The winner of ten Hugo Awards and six Nebula Awards and the author of Doomsday Book, Connie Willis was recently inducted into the Science Fiction Hall of Fame.
The Story: A good work of history can make readers feel as if they have entered a time machine and traveled back to the past. But in several novels by Connie Willis, historians in the year 2060 actually have this ability and use it to conduct research (or at least get their tireless graduate students to do it). In Blackout, a group of Oxford students have gone back to World War II to see how average people in London survived Hitler's Blitz. While these historians have to worry about everything, from adopting proper 20th-century attire to navigating their workplaces' romances, they can at least be confident that the sophisticated 21st-century controls to the time-travel "net" prevent them from changing history. Or so they think ...

EXTRACTED ENTRIES
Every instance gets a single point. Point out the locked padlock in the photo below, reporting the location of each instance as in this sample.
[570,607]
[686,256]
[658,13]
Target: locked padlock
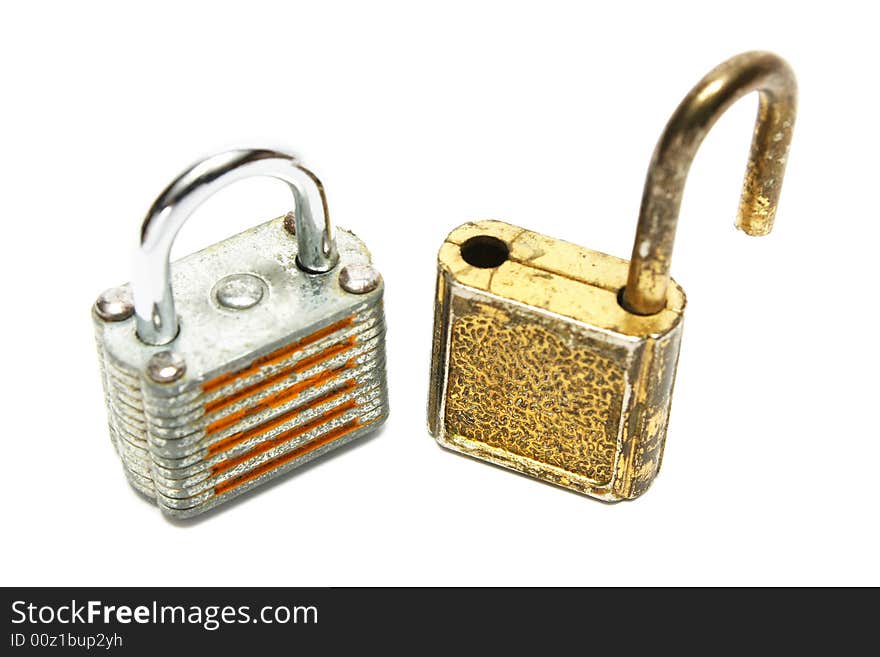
[277,355]
[558,361]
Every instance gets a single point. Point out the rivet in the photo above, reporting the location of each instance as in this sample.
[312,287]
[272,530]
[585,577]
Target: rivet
[166,367]
[115,304]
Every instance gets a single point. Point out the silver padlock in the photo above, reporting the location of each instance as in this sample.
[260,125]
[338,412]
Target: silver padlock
[269,354]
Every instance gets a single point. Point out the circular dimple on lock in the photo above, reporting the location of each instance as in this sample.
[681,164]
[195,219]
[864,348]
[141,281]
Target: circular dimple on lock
[359,279]
[166,367]
[115,305]
[239,291]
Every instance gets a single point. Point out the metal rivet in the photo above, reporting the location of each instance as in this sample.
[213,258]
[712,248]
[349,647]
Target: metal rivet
[239,291]
[290,223]
[115,304]
[166,367]
[359,279]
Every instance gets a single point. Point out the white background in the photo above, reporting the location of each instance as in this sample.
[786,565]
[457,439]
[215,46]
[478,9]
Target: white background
[418,119]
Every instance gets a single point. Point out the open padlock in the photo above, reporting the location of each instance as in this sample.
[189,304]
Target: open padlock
[277,355]
[558,361]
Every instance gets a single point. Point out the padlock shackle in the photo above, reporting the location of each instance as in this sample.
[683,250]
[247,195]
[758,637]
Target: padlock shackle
[773,79]
[156,317]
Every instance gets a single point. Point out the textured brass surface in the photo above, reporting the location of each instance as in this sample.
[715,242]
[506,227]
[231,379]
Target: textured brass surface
[561,399]
[536,367]
[773,79]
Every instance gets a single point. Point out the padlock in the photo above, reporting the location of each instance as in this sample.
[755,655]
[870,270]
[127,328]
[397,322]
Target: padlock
[558,361]
[276,358]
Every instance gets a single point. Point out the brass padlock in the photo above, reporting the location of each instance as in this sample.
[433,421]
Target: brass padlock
[270,352]
[558,361]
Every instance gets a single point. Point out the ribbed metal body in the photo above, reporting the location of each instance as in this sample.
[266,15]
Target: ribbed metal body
[266,389]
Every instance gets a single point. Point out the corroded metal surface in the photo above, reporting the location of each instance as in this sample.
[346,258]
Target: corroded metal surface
[775,83]
[536,366]
[266,388]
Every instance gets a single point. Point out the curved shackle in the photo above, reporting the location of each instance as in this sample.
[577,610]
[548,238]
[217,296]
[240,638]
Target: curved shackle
[773,79]
[156,317]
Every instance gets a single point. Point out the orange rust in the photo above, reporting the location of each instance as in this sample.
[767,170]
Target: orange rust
[273,401]
[273,423]
[259,386]
[284,437]
[276,356]
[337,433]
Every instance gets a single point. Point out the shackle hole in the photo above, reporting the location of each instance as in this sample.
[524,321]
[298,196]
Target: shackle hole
[485,252]
[621,301]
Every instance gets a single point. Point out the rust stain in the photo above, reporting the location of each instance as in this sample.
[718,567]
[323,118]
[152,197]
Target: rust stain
[276,356]
[284,437]
[279,398]
[259,386]
[337,433]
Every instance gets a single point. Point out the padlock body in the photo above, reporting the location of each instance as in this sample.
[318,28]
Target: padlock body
[536,366]
[266,388]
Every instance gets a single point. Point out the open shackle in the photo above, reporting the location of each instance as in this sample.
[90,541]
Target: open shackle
[157,321]
[773,79]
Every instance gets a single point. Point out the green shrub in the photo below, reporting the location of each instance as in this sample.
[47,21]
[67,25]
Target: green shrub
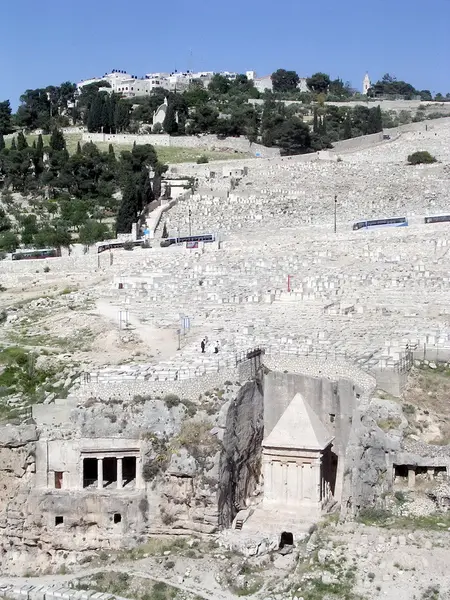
[421,157]
[171,400]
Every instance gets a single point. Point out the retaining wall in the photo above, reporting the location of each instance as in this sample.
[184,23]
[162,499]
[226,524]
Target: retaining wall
[207,142]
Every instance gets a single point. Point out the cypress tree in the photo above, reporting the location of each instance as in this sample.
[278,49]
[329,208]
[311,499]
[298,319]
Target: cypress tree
[127,213]
[315,121]
[57,141]
[105,122]
[347,127]
[21,142]
[40,144]
[378,119]
[170,124]
[94,119]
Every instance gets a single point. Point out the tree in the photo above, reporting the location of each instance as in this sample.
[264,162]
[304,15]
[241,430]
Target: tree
[128,209]
[9,242]
[426,95]
[21,142]
[40,144]
[315,121]
[94,115]
[57,141]
[284,81]
[204,119]
[170,124]
[91,232]
[219,85]
[347,126]
[292,136]
[421,157]
[5,117]
[5,223]
[29,229]
[319,83]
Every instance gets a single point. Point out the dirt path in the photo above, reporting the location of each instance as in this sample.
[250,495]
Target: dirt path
[162,343]
[140,569]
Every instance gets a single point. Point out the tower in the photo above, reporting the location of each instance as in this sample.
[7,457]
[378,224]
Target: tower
[366,84]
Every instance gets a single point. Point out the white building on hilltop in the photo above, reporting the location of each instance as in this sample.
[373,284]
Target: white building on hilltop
[265,83]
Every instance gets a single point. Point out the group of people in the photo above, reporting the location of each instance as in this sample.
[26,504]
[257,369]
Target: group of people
[204,343]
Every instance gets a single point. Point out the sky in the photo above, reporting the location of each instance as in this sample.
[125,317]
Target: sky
[51,41]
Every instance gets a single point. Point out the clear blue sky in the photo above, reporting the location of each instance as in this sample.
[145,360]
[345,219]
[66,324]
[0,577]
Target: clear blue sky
[51,41]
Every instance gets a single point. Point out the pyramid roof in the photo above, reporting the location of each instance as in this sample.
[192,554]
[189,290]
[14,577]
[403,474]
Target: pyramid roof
[299,428]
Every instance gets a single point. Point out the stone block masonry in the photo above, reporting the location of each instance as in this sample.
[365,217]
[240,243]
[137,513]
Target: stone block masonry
[206,142]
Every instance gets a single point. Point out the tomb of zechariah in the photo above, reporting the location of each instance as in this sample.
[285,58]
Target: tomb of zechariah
[317,337]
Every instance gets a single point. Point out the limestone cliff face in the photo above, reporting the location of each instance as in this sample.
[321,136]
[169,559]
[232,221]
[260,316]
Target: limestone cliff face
[17,468]
[240,460]
[376,436]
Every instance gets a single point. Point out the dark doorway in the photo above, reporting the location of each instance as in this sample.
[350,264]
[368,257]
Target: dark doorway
[109,471]
[333,471]
[58,479]
[90,472]
[401,471]
[129,469]
[286,539]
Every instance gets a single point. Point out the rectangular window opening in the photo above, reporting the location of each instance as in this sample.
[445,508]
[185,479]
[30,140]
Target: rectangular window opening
[90,472]
[129,469]
[109,471]
[58,479]
[401,471]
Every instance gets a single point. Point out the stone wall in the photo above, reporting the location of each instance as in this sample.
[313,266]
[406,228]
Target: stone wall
[208,142]
[240,460]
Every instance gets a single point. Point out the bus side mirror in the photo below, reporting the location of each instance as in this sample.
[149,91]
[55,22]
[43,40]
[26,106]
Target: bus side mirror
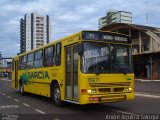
[80,49]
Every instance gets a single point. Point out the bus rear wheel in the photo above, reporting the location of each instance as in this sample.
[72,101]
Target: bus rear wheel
[56,95]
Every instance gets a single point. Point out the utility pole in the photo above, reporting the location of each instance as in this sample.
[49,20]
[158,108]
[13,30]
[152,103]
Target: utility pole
[151,63]
[146,11]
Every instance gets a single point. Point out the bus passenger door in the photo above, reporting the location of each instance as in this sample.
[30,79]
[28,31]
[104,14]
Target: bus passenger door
[72,73]
[16,73]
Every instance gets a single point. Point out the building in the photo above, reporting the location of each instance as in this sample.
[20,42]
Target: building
[5,67]
[35,31]
[145,47]
[115,17]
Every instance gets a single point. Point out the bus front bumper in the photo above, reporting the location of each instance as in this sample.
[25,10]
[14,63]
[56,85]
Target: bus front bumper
[91,99]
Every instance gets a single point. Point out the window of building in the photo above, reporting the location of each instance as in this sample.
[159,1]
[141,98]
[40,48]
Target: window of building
[58,54]
[49,56]
[38,59]
[30,59]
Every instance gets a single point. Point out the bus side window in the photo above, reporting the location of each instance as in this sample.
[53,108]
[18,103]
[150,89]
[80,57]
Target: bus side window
[58,54]
[48,60]
[22,62]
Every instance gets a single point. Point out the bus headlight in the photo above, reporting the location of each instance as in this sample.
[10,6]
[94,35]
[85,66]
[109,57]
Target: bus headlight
[92,91]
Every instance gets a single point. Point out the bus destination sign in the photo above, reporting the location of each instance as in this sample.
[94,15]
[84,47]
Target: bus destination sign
[105,36]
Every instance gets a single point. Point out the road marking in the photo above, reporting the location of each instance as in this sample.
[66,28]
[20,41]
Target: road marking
[8,106]
[147,95]
[56,119]
[6,80]
[39,111]
[25,104]
[16,100]
[9,96]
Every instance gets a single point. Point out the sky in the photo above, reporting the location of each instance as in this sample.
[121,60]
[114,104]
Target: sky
[68,16]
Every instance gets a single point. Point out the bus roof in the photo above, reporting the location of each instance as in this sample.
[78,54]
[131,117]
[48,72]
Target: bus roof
[66,38]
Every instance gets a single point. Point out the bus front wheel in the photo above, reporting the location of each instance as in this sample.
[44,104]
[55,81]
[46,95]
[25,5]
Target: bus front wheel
[56,95]
[21,88]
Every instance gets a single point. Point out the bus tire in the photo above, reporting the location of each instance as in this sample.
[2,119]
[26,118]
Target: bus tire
[56,95]
[22,88]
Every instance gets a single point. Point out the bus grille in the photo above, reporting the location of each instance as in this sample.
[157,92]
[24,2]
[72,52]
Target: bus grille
[112,98]
[115,84]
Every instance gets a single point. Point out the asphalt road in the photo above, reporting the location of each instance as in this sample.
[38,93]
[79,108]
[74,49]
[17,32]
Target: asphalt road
[33,107]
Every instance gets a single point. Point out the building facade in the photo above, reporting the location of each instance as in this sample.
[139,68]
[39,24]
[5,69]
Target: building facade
[115,17]
[145,47]
[35,31]
[5,67]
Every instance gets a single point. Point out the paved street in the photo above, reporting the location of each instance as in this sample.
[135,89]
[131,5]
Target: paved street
[36,107]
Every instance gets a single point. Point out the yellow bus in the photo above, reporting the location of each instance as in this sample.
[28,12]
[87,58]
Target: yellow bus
[87,67]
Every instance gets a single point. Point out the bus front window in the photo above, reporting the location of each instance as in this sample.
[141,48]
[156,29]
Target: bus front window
[121,59]
[95,58]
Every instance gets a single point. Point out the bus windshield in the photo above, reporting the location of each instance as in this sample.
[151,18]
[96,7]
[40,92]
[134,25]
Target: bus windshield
[106,58]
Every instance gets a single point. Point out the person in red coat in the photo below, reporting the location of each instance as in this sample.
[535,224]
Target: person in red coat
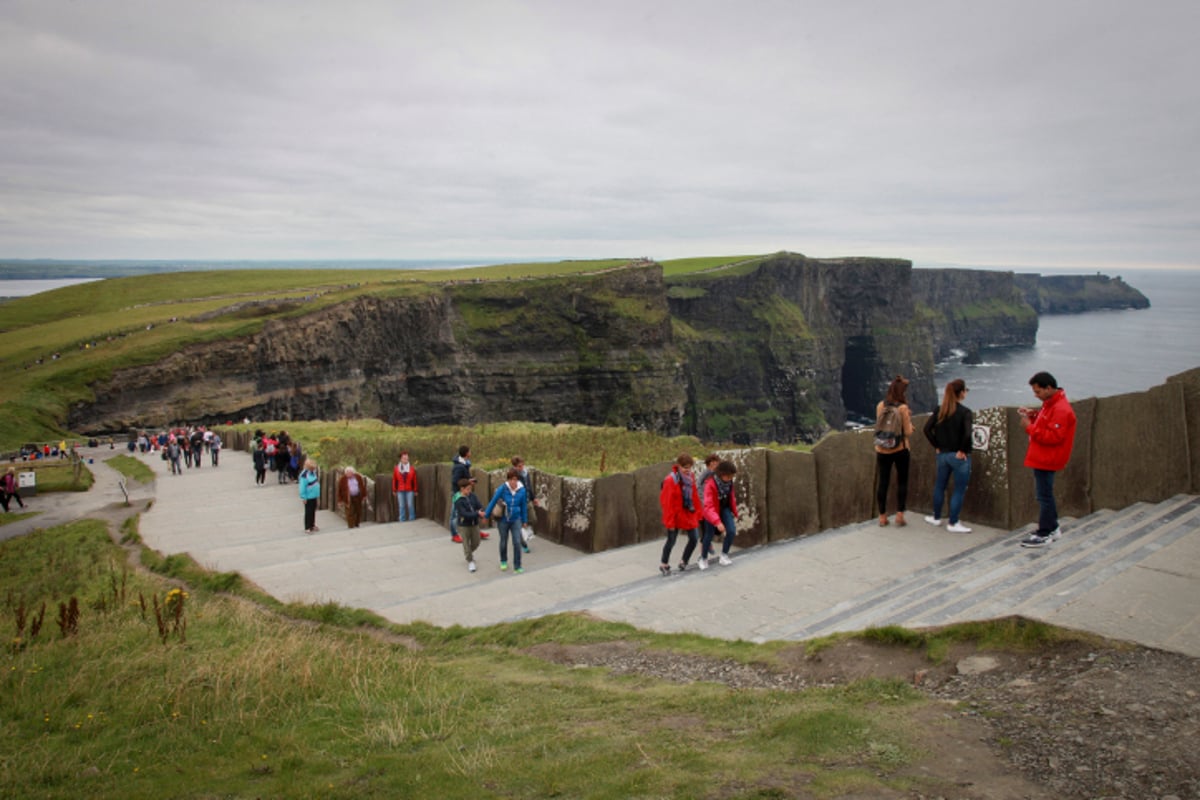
[403,485]
[1051,431]
[679,499]
[352,491]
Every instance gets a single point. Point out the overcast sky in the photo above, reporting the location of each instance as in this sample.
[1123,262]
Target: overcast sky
[1024,133]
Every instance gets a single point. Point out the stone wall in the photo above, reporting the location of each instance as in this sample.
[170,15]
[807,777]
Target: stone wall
[1143,446]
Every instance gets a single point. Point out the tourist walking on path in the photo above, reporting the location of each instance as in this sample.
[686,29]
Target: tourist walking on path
[310,489]
[174,452]
[259,458]
[721,506]
[1051,431]
[679,500]
[9,489]
[471,516]
[461,469]
[948,429]
[352,488]
[534,504]
[403,486]
[513,517]
[893,426]
[706,528]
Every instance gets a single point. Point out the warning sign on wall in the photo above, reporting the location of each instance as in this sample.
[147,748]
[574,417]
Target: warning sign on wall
[981,434]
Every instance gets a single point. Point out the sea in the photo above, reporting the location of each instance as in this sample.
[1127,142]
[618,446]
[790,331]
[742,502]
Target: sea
[1098,353]
[1093,354]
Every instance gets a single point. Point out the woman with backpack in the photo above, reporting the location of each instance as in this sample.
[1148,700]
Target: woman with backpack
[949,431]
[893,426]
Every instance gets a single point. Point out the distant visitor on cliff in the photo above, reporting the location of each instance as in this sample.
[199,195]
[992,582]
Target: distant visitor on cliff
[679,500]
[1051,431]
[893,427]
[461,469]
[352,491]
[948,429]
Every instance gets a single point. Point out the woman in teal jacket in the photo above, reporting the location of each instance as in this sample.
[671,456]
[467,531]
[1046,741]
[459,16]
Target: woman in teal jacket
[310,489]
[516,513]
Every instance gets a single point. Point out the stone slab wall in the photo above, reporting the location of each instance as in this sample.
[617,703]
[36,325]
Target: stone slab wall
[1143,446]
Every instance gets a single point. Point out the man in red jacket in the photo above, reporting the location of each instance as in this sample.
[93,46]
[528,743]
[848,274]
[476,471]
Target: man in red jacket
[681,510]
[1051,431]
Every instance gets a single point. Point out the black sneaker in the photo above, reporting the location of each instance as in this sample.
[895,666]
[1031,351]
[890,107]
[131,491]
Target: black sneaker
[1037,540]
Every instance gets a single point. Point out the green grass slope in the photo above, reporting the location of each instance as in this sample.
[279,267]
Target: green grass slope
[55,344]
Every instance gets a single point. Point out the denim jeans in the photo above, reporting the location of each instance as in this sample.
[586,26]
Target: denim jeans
[507,529]
[672,533]
[949,463]
[406,507]
[1048,512]
[709,531]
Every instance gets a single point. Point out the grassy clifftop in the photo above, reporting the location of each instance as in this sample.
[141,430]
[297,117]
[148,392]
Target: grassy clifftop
[57,344]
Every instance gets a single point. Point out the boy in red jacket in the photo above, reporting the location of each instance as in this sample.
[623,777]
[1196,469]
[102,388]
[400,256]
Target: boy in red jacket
[721,506]
[1051,431]
[681,510]
[403,486]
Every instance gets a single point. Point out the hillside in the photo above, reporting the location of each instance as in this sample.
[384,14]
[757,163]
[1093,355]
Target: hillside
[744,348]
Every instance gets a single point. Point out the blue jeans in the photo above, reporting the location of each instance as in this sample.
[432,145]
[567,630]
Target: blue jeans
[672,534]
[406,507]
[508,528]
[949,463]
[1048,511]
[708,531]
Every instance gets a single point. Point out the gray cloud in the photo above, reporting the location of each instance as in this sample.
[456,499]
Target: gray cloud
[1023,133]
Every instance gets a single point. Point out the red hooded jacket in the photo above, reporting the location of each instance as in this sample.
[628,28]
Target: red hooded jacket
[1051,434]
[675,515]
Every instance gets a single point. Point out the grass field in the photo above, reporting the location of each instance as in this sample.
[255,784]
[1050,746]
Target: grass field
[161,690]
[54,346]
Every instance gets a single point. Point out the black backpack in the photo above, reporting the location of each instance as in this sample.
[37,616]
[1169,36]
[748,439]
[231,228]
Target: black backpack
[888,427]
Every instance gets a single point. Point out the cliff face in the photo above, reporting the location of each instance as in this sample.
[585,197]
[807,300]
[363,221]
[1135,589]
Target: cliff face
[785,349]
[1072,294]
[971,310]
[591,349]
[780,349]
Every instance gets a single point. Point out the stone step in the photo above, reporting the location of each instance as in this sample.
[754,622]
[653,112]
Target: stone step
[1134,537]
[996,577]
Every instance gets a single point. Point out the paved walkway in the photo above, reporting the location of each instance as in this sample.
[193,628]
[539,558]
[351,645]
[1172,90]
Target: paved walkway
[1131,575]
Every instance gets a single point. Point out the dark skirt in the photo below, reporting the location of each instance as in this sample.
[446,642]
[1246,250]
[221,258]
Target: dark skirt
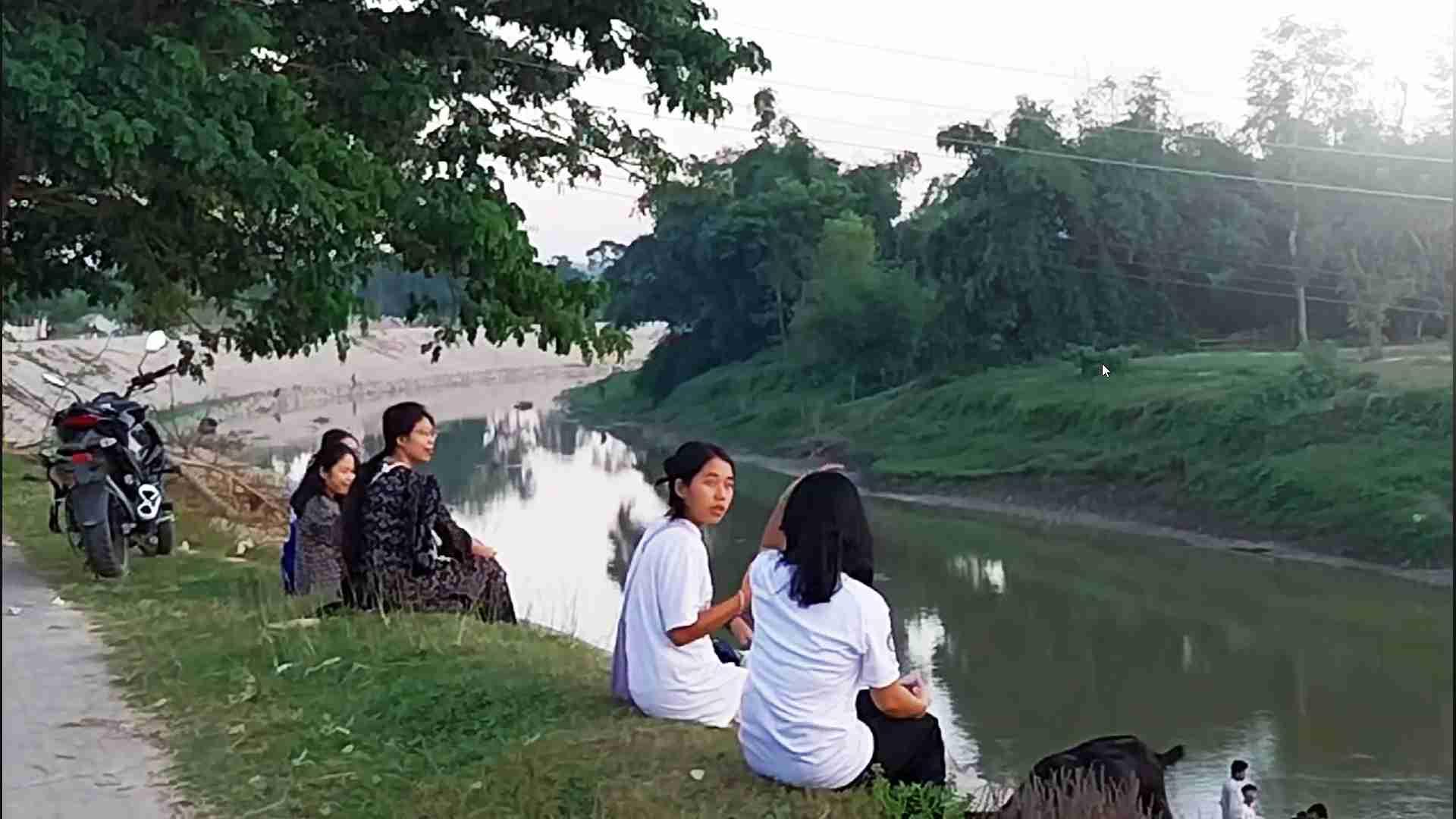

WORK REQUEST
Please extract, word for word, the part of the Connie Willis passage that opens with the words containing "The winner of" and closes with "they think ...". The records have nothing to do with this exercise.

REPLY TO THE TASK
The winner of ten Hugo Awards and six Nebula Awards and the author of Doomsday Book, Connie Willis was recently inducted into the Science Fiction Hall of Fame.
The Story: A good work of history can make readers feel as if they have entered a time machine and traveled back to the past. But in several novels by Connie Willis, historians in the year 2060 actually have this ability and use it to conduct research (or at least get their tireless graduate students to do it). In Blackout, a group of Oxford students have gone back to World War II to see how average people in London survived Hitler's Blitz. While these historians have to worry about everything, from adopting proper 20th-century attire to navigating their workplaces' romances, they can at least be confident that the sophisticated 21st-century controls to the time-travel "net" prevent them from changing history. Or so they think ...